(Text):
★ ★ ★ ★ ★
BUT JONES POINT would not retain its pastoral calm for long. During the Revolutionary War, rebel forces placed cannons at Jones Point because of its strategic location along the Potomac River. After the war, when the federal government was looking for a permanent seat of government, surveyors descended on the site to create the original District of Columbia. The first boundary marker for the new District was laid in an elaborate Masonic ceremony with corn, wine, oil and trowels in 1791.

“May this stone long commemorate the goodness of God in those uncommon events which have given America a name among the nations.,” said James Muir, offering a blessing during the ceremony. “Under this stone, may jealousy and selfishness be forever buried.”

Half a century later, the federal government decided that Jones Point would be an ideal place for a lighthouse to help guide ships along the Potomac River. The lighthouse, which was constructed adjacent to the District boundary marker, began operation in 1856. It was one of the first lighthouses to combine the beacon and keeper’s house into a single structure. For many years, this was the home of Benjamin Potter Greenwood, who would host visitors from near and far.

“They would occasionally partake in a hand or two of poker,” according to one contemporaneous account, and finish off the visit with a bit of Maryland rye or Virginia corn.”

By the beginning of the 20th century, war fever broke out at Jones Pont Park. The Army Corps of Engineers filled the cove and created 46.5 acres of new land for government’s use. When the United States joined World War I, the Virginia Shipbuilding Corporation used the new land to construct an enormous federal shipyard — one of 111 built to aid the war effort. The facility, which was constructed in a breakneck pace of 85 days, had 7,000 workers. It had two craneways servicing four shipways, a blacksmith shop, a boiler shop and an extensive network of rail lines.

“The history of shipbuilding here has been largely forgotten,” said City Archeologist Pam Cressey. “That’s one of the things that so exciting about the design of the park because it emphasis this lost history.”
★ ★ ★ ★ ★
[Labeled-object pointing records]
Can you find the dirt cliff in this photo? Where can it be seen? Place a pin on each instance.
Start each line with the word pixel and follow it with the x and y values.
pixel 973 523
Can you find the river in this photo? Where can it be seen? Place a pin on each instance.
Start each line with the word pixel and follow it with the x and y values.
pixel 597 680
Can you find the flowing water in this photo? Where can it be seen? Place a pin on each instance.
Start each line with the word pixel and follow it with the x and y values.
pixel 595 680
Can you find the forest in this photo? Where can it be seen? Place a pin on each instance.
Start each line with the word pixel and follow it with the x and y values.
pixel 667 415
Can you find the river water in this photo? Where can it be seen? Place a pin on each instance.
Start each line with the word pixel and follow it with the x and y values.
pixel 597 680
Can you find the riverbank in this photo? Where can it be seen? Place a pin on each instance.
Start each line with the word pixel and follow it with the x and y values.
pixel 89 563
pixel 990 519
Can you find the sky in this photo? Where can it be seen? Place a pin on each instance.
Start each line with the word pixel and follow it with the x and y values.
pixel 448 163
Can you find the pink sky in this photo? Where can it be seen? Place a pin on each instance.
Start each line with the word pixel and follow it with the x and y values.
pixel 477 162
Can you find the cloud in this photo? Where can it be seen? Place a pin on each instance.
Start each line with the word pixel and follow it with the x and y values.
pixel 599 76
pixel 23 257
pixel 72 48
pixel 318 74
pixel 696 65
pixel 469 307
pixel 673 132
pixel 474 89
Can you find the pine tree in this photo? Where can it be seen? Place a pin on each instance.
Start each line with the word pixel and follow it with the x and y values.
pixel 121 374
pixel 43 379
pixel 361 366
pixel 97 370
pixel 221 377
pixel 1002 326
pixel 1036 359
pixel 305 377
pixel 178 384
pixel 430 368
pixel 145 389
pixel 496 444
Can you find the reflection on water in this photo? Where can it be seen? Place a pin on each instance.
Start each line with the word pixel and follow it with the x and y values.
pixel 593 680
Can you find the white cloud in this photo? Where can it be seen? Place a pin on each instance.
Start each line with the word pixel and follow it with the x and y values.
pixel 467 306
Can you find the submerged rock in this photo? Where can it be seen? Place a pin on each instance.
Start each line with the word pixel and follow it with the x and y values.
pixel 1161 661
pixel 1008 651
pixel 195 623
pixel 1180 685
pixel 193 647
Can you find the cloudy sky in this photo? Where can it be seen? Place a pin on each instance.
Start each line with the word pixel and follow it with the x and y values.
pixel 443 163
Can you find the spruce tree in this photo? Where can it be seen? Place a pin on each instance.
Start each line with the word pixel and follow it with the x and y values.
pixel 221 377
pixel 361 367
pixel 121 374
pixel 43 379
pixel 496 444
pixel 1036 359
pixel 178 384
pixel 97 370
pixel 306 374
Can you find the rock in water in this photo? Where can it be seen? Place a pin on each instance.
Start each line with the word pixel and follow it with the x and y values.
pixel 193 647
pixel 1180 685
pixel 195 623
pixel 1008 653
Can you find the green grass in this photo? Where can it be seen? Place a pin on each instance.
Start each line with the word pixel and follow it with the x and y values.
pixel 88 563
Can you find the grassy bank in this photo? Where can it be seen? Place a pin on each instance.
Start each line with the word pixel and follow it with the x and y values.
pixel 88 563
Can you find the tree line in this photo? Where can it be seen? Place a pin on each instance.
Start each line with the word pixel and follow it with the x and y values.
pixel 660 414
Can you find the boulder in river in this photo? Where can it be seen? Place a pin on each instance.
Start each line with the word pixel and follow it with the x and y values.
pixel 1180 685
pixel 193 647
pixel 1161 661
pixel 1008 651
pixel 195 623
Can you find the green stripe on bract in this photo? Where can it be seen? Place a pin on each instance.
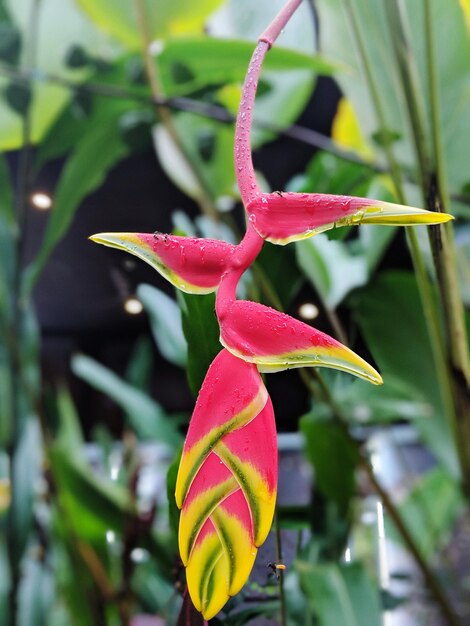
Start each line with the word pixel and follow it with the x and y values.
pixel 252 487
pixel 215 495
pixel 211 562
pixel 138 248
pixel 200 450
pixel 226 541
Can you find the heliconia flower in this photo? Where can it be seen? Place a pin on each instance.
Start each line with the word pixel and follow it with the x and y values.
pixel 227 481
pixel 276 341
pixel 283 217
pixel 193 265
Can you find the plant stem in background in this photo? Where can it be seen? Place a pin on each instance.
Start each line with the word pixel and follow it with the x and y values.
pixel 280 573
pixel 151 68
pixel 16 329
pixel 430 579
pixel 208 110
pixel 434 189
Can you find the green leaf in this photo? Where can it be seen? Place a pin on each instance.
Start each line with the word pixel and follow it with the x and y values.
pixel 430 511
pixel 215 174
pixel 340 594
pixel 331 268
pixel 165 321
pixel 92 504
pixel 191 63
pixel 145 416
pixel 69 433
pixel 10 43
pixel 201 330
pixel 162 18
pixel 18 97
pixel 7 240
pixel 390 317
pixel 99 149
pixel 333 457
pixel 26 469
pixel 279 267
pixel 453 78
pixel 173 510
pixel 362 403
pixel 36 594
pixel 139 368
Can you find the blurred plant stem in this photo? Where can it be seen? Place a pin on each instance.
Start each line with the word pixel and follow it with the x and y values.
pixel 319 387
pixel 280 573
pixel 16 329
pixel 453 388
pixel 153 75
pixel 430 157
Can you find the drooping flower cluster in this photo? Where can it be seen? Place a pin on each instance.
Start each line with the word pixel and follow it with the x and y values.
pixel 226 485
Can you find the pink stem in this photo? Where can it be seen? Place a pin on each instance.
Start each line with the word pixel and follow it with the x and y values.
pixel 274 29
pixel 246 253
pixel 243 161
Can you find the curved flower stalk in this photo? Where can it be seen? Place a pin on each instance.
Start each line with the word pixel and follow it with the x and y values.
pixel 226 485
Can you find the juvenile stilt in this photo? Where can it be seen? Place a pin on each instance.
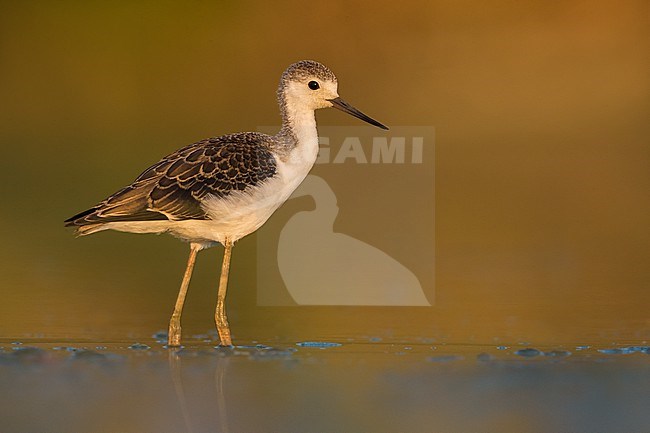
★ ★ ★ ★ ★
(Written problem 1): Decide whether each statement agrees with the Jones Point text: (a) the lighthouse began operating in 1856; (b) the first District boundary marker was laid in 1801; (c) the federal shipyard had 7,000 workers. For each, answer yes or no and quote the text's deciding words.
(Written problem 2): Edit the Jones Point text from "BUT JONES POINT" up to and including "trowels in 1791.", replacing "surveyors" with "mapmakers".
(Written problem 3): Condense the paragraph of the Jones Point text that begins "By the beginning of the 20th century" into a bulleted list that keeps its main facts.
These records were taken from a separate source.

(Expected output 1):
(a) Yes: "began operation in 1856"
(b) No: "in 1791"
(c) Yes: "had 7,000 workers"

(Expected output 2):
BUT JONES POINT would not retain its pastoral calm for long. During the Revolutionary War, rebel forces placed cannons at Jones Point because of its strategic location along the Potomac River. After the war, when the federal government was looking for a permanent seat of government, mapmakers descended on the site to create the original District of Columbia. The first boundary marker for the new District was laid in an elaborate Masonic ceremony with corn, wine, oil and trowels in 1791.

(Expected output 3):
- By the start of the 20th century, war fever had broken out at the park.
- The Army Corps of Engineers filled the cove, creating 46.5 acres of new land for the government's use.
- After the United States joined World War I, the Virginia Shipbuilding Corporation built a huge federal shipyard on that land, one of 111 built to aid the war effort.
- The shipyard went up in 85 days and had 7,000 workers.
- It had two craneways serving four shipways, a blacksmith shop, a boiler shop and an extensive network of rail lines.